* **Task instructions**: Please copy the records from the line with "Return the outline of every instance of the neighboring" up to and including the line with "261 137 L 260", swapping "neighboring" for "adjacent" and leaving everything else unchanged.

Records from a collection
▼

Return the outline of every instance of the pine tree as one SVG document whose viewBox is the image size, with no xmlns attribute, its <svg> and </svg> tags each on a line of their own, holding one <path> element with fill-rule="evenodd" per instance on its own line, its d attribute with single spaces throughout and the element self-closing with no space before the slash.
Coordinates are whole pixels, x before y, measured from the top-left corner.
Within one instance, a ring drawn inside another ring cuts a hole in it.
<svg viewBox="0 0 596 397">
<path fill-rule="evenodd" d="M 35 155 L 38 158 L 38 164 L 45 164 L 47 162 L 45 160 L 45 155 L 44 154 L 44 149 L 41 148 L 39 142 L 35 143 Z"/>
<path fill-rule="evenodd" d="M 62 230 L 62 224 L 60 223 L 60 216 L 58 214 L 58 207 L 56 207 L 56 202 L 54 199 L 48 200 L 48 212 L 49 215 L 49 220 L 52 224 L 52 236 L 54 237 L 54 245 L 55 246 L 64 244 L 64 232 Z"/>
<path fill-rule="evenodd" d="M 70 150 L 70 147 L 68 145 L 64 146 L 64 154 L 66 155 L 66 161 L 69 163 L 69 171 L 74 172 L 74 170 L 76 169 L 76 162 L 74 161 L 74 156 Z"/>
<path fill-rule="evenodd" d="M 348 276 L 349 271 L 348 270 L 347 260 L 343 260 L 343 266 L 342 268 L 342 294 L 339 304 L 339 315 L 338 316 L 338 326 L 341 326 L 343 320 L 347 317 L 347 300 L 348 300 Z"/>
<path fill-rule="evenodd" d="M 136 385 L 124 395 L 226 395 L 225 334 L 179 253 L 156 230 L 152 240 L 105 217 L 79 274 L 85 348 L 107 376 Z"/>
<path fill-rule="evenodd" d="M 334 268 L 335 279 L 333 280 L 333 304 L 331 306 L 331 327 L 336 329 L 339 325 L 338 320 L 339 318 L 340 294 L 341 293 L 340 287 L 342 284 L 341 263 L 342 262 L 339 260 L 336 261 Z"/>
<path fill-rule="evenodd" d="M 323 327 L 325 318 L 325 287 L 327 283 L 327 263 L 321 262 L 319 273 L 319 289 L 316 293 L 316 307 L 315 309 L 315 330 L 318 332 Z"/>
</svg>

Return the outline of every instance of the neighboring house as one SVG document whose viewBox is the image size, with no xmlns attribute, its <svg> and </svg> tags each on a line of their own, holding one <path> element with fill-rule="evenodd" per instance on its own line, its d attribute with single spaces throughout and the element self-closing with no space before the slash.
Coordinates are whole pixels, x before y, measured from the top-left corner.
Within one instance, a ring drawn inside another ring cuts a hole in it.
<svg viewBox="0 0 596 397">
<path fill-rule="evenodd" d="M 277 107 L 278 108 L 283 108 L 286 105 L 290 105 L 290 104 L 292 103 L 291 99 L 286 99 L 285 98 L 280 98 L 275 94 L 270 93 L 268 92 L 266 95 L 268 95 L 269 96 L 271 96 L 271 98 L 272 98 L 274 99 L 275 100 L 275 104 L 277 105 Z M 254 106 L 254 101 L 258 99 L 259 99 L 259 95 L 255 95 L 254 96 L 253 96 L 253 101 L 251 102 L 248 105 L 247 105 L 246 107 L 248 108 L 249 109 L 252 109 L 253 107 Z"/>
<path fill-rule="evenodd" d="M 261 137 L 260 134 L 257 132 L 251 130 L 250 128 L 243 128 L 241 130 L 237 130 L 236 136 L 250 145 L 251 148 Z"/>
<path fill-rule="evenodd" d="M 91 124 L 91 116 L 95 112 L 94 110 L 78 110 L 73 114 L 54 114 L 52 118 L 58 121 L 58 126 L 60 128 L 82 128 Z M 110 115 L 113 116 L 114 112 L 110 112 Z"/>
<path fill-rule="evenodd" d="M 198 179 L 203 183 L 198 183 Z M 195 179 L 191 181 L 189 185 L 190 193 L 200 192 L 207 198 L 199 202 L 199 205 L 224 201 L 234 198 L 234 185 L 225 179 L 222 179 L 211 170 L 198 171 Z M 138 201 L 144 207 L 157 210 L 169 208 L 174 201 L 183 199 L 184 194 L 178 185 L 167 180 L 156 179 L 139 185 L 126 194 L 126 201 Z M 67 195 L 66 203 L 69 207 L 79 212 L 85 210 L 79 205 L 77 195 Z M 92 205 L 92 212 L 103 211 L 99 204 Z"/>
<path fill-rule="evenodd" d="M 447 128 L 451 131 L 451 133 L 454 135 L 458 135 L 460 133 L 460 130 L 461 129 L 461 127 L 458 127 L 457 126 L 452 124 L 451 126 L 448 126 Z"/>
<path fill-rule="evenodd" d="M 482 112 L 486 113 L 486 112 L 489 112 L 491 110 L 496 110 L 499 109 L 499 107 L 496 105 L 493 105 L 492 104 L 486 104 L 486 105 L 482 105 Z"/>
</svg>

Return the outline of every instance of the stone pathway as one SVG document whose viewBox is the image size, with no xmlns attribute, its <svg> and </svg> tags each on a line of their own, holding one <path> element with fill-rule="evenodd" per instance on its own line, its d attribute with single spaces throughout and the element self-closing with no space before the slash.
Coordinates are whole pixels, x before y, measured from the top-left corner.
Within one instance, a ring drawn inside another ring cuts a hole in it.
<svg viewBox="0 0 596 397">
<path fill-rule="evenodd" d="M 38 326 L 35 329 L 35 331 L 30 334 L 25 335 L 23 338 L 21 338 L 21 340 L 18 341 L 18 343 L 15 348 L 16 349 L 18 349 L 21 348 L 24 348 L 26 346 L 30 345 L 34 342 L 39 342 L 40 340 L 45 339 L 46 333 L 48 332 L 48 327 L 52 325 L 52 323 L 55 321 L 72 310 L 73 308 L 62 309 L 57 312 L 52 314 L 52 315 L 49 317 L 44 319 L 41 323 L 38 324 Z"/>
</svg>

▲
▼

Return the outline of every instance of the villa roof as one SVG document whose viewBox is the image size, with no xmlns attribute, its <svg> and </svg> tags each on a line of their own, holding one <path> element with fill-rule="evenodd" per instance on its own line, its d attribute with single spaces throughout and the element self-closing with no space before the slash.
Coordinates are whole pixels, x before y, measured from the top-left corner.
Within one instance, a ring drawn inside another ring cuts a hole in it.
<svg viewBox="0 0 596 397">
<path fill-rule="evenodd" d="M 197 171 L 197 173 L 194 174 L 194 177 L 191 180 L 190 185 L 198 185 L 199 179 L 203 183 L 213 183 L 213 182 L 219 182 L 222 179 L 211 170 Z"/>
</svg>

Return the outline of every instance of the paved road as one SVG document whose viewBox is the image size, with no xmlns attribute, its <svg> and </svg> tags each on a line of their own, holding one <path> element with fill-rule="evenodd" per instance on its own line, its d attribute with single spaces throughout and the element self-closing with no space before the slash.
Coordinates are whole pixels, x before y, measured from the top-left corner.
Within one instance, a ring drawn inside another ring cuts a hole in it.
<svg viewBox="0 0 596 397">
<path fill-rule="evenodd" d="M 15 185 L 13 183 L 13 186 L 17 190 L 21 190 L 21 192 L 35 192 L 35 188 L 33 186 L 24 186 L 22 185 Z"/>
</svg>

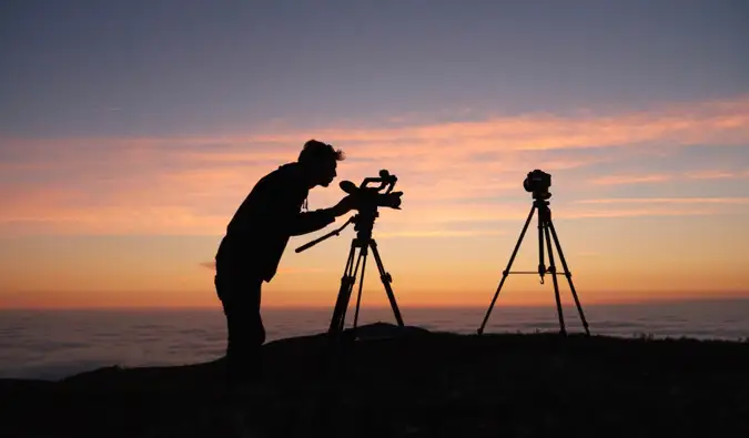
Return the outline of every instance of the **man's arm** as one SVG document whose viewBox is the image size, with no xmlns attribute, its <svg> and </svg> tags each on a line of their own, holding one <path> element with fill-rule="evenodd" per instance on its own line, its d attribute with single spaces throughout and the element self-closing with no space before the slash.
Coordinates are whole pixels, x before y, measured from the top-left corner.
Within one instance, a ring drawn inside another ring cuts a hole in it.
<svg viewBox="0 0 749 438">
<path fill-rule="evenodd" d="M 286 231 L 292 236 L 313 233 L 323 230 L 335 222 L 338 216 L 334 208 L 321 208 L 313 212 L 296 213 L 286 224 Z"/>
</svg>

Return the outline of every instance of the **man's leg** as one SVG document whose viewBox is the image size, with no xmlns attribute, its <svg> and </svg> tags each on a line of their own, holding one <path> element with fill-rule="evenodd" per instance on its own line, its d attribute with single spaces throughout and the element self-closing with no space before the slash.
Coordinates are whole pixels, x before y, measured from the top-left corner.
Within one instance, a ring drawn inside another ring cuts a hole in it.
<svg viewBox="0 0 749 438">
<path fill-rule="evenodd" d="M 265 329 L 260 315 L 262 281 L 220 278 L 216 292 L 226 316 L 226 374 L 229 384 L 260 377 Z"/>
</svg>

▲

* **Solution for this task**:
Return the outline of every instance of the adjacent house as one SVG document whose viewBox is the image size, with no xmlns attribute, its <svg> and </svg> tags each on a line of their own, holding one <path> element with fill-rule="evenodd" per instance on its own line, its d attribute with single spaces throughout and the element self-closing with no space before the slash.
Coordinates are whole pixels, x before y, measured from the top-left corner.
Within one instance, a ring drawn inside another ring cuts a hole in it.
<svg viewBox="0 0 596 397">
<path fill-rule="evenodd" d="M 277 107 L 278 108 L 283 108 L 286 105 L 290 105 L 290 104 L 292 103 L 291 99 L 286 99 L 285 98 L 280 98 L 275 94 L 270 93 L 268 92 L 266 95 L 268 95 L 269 96 L 271 96 L 271 98 L 272 98 L 274 99 L 275 100 L 275 104 L 277 105 Z M 254 106 L 254 101 L 258 99 L 259 99 L 259 95 L 255 95 L 254 96 L 253 96 L 253 101 L 251 102 L 248 105 L 247 105 L 246 107 L 248 108 L 249 109 L 252 109 L 253 107 Z"/>
<path fill-rule="evenodd" d="M 261 137 L 260 134 L 257 132 L 251 130 L 250 128 L 243 128 L 241 130 L 237 130 L 236 136 L 250 145 L 251 148 Z"/>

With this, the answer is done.